Passage shown:
↓↓↓

Re: Open Issue #61: Proposed Update UAX #15 Unicode Normalization Forms

From: Marcin 'Qrczak' Kowalczyk (qrczak@knm.org.pl)
Date: Thu Jan 27 2005 - 08:35:26 CST

Next message: Peter Kirk: "Re: Open Issue #61: Proposed Update UAX #15 Unicode Normalization Forms"

Previous message: Bernard Desgraupes: "Error in default collation element computation (?)"
In reply to: Simon Josefsson: "Re: Open Issue #61: Proposed Update UAX #15 Unicode Normalization Forms"
Next in thread: Peter Kirk: "Re: Open Issue #61: Proposed Update UAX #15 Unicode Normalization Forms"
Messages sorted by: [ date ] [ thread ] [ subject ] [ author ] [ attachment ]
Mail actions: [ respond to this message ] [ mail a new topic ]

Simon Josefsson <jas@extundo.com> writes:

>> The point is that with the old definition the concept of
>> "normalized" is not well defined.
>
> Oh, but it is, if you ignore the non-normative example code and
> introduction.

It is not. The normative part defines a "normalize" function which
transforms a string to another string. Such a function automatically
yields a "normalized" predicate only if it's idempotent.

A "normalized" predicate derived from an idempotent "normalize"
function can be formulated in two ways:
- x is normalized iff there exists y such that normalize(y) = x
- x is normalized iff normalize(x) = x
and they are equivalent only if normalization if idempotent.

↑↑↑

Instructions for the task: Quote the whole mailing-list reply about normalization above, word for word. The data from here on comes from a separate source.

Supplied information:
↓↓↓

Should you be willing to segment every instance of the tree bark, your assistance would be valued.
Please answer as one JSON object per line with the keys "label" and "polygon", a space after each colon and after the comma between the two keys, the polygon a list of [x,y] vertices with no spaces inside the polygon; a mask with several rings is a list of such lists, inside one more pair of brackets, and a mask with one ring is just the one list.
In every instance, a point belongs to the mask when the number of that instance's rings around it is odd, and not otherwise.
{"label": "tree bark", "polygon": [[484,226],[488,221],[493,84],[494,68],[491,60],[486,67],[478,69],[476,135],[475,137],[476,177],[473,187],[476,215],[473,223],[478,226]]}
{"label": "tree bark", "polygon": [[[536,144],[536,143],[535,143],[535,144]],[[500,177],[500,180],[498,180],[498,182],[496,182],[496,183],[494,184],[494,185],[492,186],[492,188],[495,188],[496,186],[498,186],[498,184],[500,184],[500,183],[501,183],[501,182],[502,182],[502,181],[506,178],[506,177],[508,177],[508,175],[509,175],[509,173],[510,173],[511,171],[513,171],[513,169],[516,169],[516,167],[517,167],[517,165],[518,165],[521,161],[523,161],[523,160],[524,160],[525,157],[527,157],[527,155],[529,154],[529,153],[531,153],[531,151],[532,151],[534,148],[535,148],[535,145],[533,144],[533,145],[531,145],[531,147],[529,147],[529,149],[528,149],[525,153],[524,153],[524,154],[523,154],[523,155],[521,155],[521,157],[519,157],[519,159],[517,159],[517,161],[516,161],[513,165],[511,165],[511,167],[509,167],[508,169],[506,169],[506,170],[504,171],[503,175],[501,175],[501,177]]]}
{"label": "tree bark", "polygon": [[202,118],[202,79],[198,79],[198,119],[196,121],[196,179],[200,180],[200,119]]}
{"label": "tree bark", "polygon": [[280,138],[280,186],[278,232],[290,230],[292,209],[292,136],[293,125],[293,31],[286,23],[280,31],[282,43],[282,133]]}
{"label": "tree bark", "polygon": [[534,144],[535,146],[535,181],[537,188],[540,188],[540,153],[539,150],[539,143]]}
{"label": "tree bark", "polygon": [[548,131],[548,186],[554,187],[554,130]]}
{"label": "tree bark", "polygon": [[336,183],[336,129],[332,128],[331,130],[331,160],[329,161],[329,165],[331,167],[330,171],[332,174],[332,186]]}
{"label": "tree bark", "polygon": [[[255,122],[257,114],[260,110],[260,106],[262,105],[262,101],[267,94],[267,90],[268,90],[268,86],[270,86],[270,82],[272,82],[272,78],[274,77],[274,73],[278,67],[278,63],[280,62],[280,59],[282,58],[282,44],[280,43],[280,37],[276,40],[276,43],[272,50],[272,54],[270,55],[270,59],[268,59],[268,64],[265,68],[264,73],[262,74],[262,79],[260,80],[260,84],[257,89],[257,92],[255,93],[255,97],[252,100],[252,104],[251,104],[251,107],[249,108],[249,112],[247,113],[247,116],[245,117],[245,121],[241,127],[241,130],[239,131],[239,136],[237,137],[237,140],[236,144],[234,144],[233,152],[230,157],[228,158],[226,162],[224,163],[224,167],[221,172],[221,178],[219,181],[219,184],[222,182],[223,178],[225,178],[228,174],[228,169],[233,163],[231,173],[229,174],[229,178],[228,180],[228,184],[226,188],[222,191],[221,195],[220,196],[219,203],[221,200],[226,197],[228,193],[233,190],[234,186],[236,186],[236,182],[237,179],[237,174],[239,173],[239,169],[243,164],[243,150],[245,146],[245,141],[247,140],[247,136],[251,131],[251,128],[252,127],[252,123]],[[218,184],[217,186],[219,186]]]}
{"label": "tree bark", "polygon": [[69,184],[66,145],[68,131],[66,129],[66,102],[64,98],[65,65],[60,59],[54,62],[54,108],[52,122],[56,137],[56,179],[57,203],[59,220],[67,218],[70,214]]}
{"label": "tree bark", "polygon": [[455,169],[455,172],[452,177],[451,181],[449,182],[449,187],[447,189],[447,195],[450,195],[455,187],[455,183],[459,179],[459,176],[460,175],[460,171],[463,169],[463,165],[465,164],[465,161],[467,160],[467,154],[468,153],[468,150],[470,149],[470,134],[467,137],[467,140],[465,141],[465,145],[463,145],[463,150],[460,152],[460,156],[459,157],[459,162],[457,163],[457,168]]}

↑↑↑

Exercise output:
Re: Open Issue #61: Proposed Update UAX #15 Unicode Normalization Forms

From: Marcin 'Qrczak' Kowalczyk (qrczak@knm.org.pl)
Date: Thu Jan 27 2005 - 08:35:26 CST

Next message: Peter Kirk: "Re: Open Issue #61: Proposed Update UAX #15 Unicode Normalization Forms"

Previous message: Bernard Desgraupes: "Error in default collation element computation (?)"
In reply to: Simon Josefsson: "Re: Open Issue #61: Proposed Update UAX #15 Unicode Normalization Forms"
Next in thread: Peter Kirk: "Re: Open Issue #61: Proposed Update UAX #15 Unicode Normalization Forms"
Messages sorted by: [ date ] [ thread ] [ subject ] [ author ] [ attachment ]
Mail actions: [ respond to this message ] [ mail a new topic ]

Simon Josefsson <jas@extundo.com> writes:

>> The point is that with the old definition the concept of
>> "normalized" is not well defined.
>
> Oh, but it is, if you ignore the non-normative example code and
> introduction.

It is not. The normative part defines a "normalize" function which
transforms a string to another string. Such a function automatically
yields a "normalized" predicate only if it's idempotent.

A "normalized" predicate derived from an idempotent "normalize"
function can be formulated in two ways:
- x is normalized iff there exists y such that normalize(y) = x
- x is normalized iff normalize(x) = x
and they are equivalent only if normalization if idempotent.